#### Goal of the exercise:
Please reproduce every record, keeping each one exactly as written.

------------------------------------------------------------------------

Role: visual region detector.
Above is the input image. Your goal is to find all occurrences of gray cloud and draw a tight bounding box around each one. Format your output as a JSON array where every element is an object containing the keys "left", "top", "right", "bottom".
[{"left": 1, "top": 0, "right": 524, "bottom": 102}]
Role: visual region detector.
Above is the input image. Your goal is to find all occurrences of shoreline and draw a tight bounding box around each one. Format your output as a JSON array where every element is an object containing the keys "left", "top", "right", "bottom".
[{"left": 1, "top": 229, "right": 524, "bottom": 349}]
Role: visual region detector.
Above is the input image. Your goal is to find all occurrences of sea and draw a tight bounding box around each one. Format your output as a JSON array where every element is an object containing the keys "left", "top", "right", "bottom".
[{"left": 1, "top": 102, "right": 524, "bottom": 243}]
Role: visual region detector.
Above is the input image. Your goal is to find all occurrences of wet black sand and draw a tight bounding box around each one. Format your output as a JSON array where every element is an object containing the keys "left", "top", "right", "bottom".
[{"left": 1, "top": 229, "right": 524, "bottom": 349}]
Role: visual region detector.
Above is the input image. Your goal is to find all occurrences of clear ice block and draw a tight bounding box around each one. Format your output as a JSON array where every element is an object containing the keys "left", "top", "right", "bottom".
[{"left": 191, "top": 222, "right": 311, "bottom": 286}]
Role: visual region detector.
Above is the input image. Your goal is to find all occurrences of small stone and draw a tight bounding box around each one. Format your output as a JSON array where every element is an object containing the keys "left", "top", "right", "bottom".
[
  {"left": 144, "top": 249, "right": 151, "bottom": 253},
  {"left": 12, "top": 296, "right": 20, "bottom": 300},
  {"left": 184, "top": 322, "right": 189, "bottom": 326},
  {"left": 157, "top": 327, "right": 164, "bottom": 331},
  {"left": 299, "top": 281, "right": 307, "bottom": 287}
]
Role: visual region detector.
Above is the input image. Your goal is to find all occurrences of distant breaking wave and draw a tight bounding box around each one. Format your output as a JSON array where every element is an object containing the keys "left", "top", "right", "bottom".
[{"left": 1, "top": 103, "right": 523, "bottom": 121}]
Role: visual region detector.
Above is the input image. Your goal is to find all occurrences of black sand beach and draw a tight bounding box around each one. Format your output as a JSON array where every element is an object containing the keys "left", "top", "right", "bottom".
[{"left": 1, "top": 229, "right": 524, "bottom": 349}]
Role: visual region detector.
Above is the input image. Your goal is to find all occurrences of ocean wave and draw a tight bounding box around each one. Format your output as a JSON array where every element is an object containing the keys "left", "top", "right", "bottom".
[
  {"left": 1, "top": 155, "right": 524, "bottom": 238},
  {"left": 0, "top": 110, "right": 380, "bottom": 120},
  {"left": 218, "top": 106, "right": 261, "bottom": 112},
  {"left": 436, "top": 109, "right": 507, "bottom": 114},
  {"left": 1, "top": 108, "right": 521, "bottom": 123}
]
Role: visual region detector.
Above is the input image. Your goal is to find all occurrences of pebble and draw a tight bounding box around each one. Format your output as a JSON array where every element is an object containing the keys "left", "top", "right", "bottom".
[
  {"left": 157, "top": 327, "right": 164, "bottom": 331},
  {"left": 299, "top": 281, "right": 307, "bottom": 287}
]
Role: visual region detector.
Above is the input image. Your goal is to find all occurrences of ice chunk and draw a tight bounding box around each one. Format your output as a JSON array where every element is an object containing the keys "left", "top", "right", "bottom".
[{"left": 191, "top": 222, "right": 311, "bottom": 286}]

------------------------------------------------------------------------

#### Answer below:
Role: visual region detector.
Above is the input image. Your goal is to find all occurrences of gray cloud and draw a tight bounding box around each one. Format your output as a JSON array where every element is an object containing the keys "left", "top", "right", "bottom".
[{"left": 1, "top": 0, "right": 524, "bottom": 102}]
Role: visual region detector.
Above is the input image. Your goal is to find all occurrences of shoreline and draw a tight bounding box around each one. Format your output as a JSON array where every element is an object containing the keys "left", "top", "right", "bottom".
[{"left": 1, "top": 229, "right": 524, "bottom": 349}]
Role: visual region detector.
Above is the input image. Your goal is to find all occurrences of sea and draw a tight bounding box around each one. Format your output as a JSON array where every element is an object containing the keys "left", "top", "right", "bottom".
[{"left": 1, "top": 102, "right": 524, "bottom": 243}]
Role: visual region detector.
Above is the input image. Your goal is to find all occurrences of wet black sand and draw a tight bounding box around each one. Format your output as a JSON array where every element is an object containing the keys "left", "top", "right", "bottom".
[{"left": 1, "top": 229, "right": 524, "bottom": 349}]
Role: visual region detector.
Above is the input image. Your goal is to find all occurrences of clear ice block and draw a tight bounding box around each one. Format your output as a JSON array where every element is an object containing the keys "left", "top", "right", "bottom".
[{"left": 191, "top": 222, "right": 311, "bottom": 286}]
Role: visual region detector.
Above is the input image. Your goal is to find all occurrences of small stone and draw a tight bounding box around each one. Format your output as a JSON array where every element is an object containing the keys "left", "top", "right", "bottom".
[
  {"left": 144, "top": 249, "right": 151, "bottom": 253},
  {"left": 12, "top": 296, "right": 20, "bottom": 300},
  {"left": 184, "top": 322, "right": 189, "bottom": 326},
  {"left": 157, "top": 327, "right": 164, "bottom": 331},
  {"left": 299, "top": 281, "right": 307, "bottom": 287}
]
Role: visual region detector.
Above is the input image. Your goal is to find all occurrences of distant breaking wave and draw a tight bounding box around each one. Format your output as a JSON array where every element is an object containing the keys "left", "top", "right", "bottom".
[{"left": 1, "top": 103, "right": 523, "bottom": 121}]
Role: visual region detector.
Above is the input image. Your goal is to find all occurrences of black sand beach and draw a tight bounding box around each one. Format your output as a JSON array where every element is an object containing the keys "left", "top", "right", "bottom".
[{"left": 1, "top": 229, "right": 524, "bottom": 349}]
Role: visual region detector.
Above is the input image. Your goal is to find all occurrences of ocean wave and draw a tight bounding box around each one. Format your output as a JSON array where every element is an object containing the keys "left", "top", "right", "bottom".
[
  {"left": 1, "top": 155, "right": 524, "bottom": 238},
  {"left": 0, "top": 110, "right": 380, "bottom": 120},
  {"left": 218, "top": 106, "right": 261, "bottom": 112},
  {"left": 436, "top": 109, "right": 507, "bottom": 114},
  {"left": 1, "top": 108, "right": 521, "bottom": 123}
]
Role: visual region detector.
Above is the input image. Your goal is to find all occurrences of pebble and draw a tight bounding box around each one. Format your output as a JSON array where every element is an object containing the keys "left", "top", "right", "bottom".
[
  {"left": 157, "top": 327, "right": 164, "bottom": 331},
  {"left": 299, "top": 281, "right": 307, "bottom": 287}
]
Role: visual region detector.
Above is the input image. Your goal is to find all occurrences of ice chunk and draw a tight bounding box around each one. Format your output as a JSON array where every element is an object containing the keys "left", "top", "right", "bottom".
[{"left": 191, "top": 222, "right": 311, "bottom": 286}]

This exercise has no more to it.